Information shown ::
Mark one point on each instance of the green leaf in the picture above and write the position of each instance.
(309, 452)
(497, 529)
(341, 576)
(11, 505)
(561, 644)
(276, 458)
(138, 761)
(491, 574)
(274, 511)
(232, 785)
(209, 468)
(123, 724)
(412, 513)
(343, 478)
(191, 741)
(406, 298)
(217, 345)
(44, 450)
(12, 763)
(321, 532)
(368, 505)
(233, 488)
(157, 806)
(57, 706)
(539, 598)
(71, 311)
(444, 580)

Exercise objective :: An exact repeat of all the entries above is required.

Exercise result ::
Mark one point on each instance of the green leaf in the picture above and write the position of each instance.
(309, 452)
(497, 529)
(341, 576)
(11, 505)
(561, 644)
(276, 458)
(138, 761)
(491, 574)
(274, 511)
(232, 785)
(209, 468)
(123, 724)
(412, 513)
(343, 478)
(191, 741)
(406, 298)
(217, 345)
(44, 450)
(12, 763)
(321, 532)
(368, 505)
(233, 488)
(157, 806)
(57, 706)
(539, 598)
(71, 311)
(444, 580)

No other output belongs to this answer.